→ **SHORT PROBLEM A**
Decide whether each statement agrees with the passage on the three classes below, answering yes or no and quoting the words of the passage that settle it. (i) The third class carries the burden of the other two classes' way of living. (ii) The priests refuse to serve princes. (iii) Those who cannot become lords ask to be their lackeys.
→ **SHORT PROBLEM B**
According to the passage on the three classes below, why do people who cannot become lords want to serve as their lackeys? Answer in one to three sentences.
→ **SHORT PROBLEM C**
Translate this sentence from the passage on the three classes below into Spanish: "It is these two groups of lazy gluttons who, for their own pleasures, drain the working people of their blood, and tread on them contemptuously as if they were dogs."

** START PAGE EXTRACT **

If the body of Christ is divided by such an order of things, what inequalities are there present! Naturally, this order is agreeable to the first two classes who loaf, gorge, and dissipate themselves. And the burden for this living is shoved onto the shoulders of the third class, which has to pay in suffering[320] for the pleasures of the other two guzzlers – and there are so many of them! When the weather is sultry and hot, pilgrims look for rest under a cool roof, and in the same way they hurry anxiously to become lords. When they cannot be lords, they ask to be at least their lackeys, in order to be, in some way, partakers of their abundant tables and luxuries, getting up and sitting down in emptiness. Yes, the priests too, hurry anxiously to be knighted, and they even like to lackey for the princes because of their overburdened rich tables. It is these two groups of lazy gluttons who, for their own pleasures, drain the working people of their blood, and tread on them contemptuously as if they were dogs.

** END PAGE EXTRACT **
** START DATASET RECORDS **

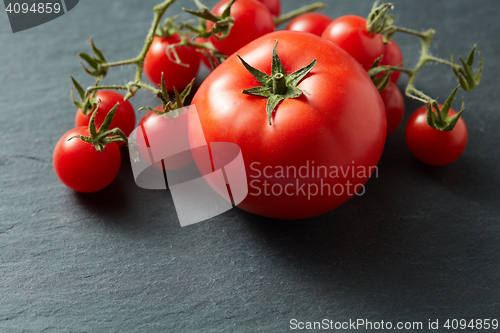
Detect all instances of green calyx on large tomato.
[188,31,387,219]
[237,41,316,125]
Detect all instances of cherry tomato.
[322,15,385,71]
[52,126,121,192]
[285,13,333,36]
[138,106,158,127]
[136,106,193,170]
[75,90,135,147]
[380,39,403,83]
[405,105,468,166]
[144,34,200,91]
[207,0,275,55]
[254,0,281,17]
[380,82,405,136]
[188,31,387,219]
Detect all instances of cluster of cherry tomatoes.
[53,0,467,202]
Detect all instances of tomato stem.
[366,0,483,130]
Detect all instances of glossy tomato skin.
[207,0,275,55]
[380,82,405,136]
[380,39,403,83]
[285,13,333,36]
[75,90,135,147]
[188,31,387,219]
[322,15,384,71]
[52,126,121,193]
[405,106,468,166]
[258,0,281,17]
[136,106,193,170]
[144,34,200,91]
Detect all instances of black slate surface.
[0,0,500,332]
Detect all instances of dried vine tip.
[450,45,483,91]
[68,101,128,151]
[426,85,465,132]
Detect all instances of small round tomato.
[380,39,403,83]
[321,15,385,71]
[136,106,193,170]
[405,105,468,166]
[380,82,405,136]
[52,126,121,192]
[207,0,275,55]
[257,0,281,17]
[144,34,200,91]
[75,90,135,147]
[285,13,333,36]
[188,30,387,219]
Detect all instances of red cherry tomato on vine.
[144,34,200,91]
[322,15,384,71]
[207,0,275,55]
[258,0,281,17]
[380,39,403,83]
[52,126,121,192]
[380,82,405,136]
[196,37,219,70]
[285,13,333,36]
[136,106,193,170]
[75,90,135,147]
[405,105,468,166]
[188,30,387,219]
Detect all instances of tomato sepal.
[425,85,465,132]
[450,45,483,91]
[236,41,317,125]
[182,0,236,40]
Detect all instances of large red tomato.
[144,34,200,91]
[322,15,385,71]
[188,31,386,219]
[207,0,275,55]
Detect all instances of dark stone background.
[0,0,500,332]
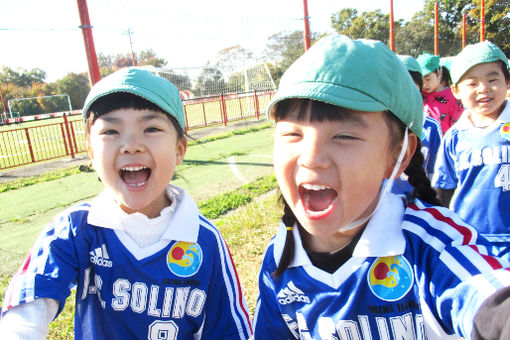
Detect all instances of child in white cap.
[417,53,464,133]
[254,35,510,340]
[433,41,510,260]
[0,68,252,340]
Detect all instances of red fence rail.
[0,91,274,170]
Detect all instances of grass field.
[0,123,280,339]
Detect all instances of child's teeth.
[122,166,147,171]
[303,184,331,191]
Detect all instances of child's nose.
[298,138,329,168]
[120,135,145,153]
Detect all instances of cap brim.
[267,82,388,119]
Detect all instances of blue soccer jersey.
[432,101,510,244]
[254,194,510,340]
[3,187,251,340]
[391,116,443,195]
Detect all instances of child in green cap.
[417,53,464,133]
[254,35,510,340]
[0,68,252,340]
[433,41,510,262]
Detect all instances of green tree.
[331,8,402,43]
[55,73,90,110]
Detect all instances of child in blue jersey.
[417,53,463,133]
[391,55,443,195]
[254,35,510,340]
[0,68,252,340]
[433,41,510,255]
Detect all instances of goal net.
[145,63,276,100]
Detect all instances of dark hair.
[441,66,452,87]
[409,71,423,92]
[273,99,441,277]
[85,92,185,139]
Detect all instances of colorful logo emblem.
[499,123,510,140]
[167,242,203,277]
[367,256,414,301]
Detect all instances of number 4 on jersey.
[494,164,510,191]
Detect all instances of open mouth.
[120,166,151,187]
[299,184,337,215]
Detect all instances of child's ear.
[175,138,188,165]
[388,133,421,178]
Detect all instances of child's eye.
[145,126,161,132]
[100,129,118,135]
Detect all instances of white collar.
[274,192,406,274]
[87,184,199,242]
[454,100,510,132]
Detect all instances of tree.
[0,66,46,87]
[331,8,402,43]
[55,73,90,110]
[264,31,319,85]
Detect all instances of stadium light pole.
[390,0,395,52]
[462,12,466,48]
[77,0,101,86]
[303,0,311,51]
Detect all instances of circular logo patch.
[167,242,203,277]
[499,123,510,140]
[367,255,414,301]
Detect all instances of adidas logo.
[89,243,113,268]
[276,281,310,305]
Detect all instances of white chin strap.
[340,127,409,231]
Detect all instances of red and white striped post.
[303,0,312,51]
[434,1,439,55]
[480,0,485,41]
[77,0,101,86]
[390,0,395,52]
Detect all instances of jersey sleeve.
[253,245,299,340]
[2,207,86,314]
[404,203,510,338]
[196,219,252,340]
[432,129,458,189]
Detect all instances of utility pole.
[303,0,312,51]
[124,27,136,66]
[77,0,101,86]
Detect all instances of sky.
[0,0,424,82]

** END DATASET RECORDS **

→ **CORRECT ANSWER A**
(i) Yes: "the burden for this living is shoved onto the shoulders of the third class"
(ii) No: "they even like to lackey for the princes because of their overburdened rich tables"
(iii) Yes: "When they cannot be lords, they ask to be at least their lackeys"

→ **CORRECT ANSWER B**
They want to be lackeys so that they can share, in some way, in the lords' abundant tables and luxuries. The passage says they do this "in order to be, in some way, partakers of their abundant tables and luxuries."

→ **CORRECT ANSWER C**
Son estos dos grupos de glotones perezosos los que, para sus propios placeres, le sacan la sangre a la gente trabajadora y la pisotean con desprecio como si fueran perros.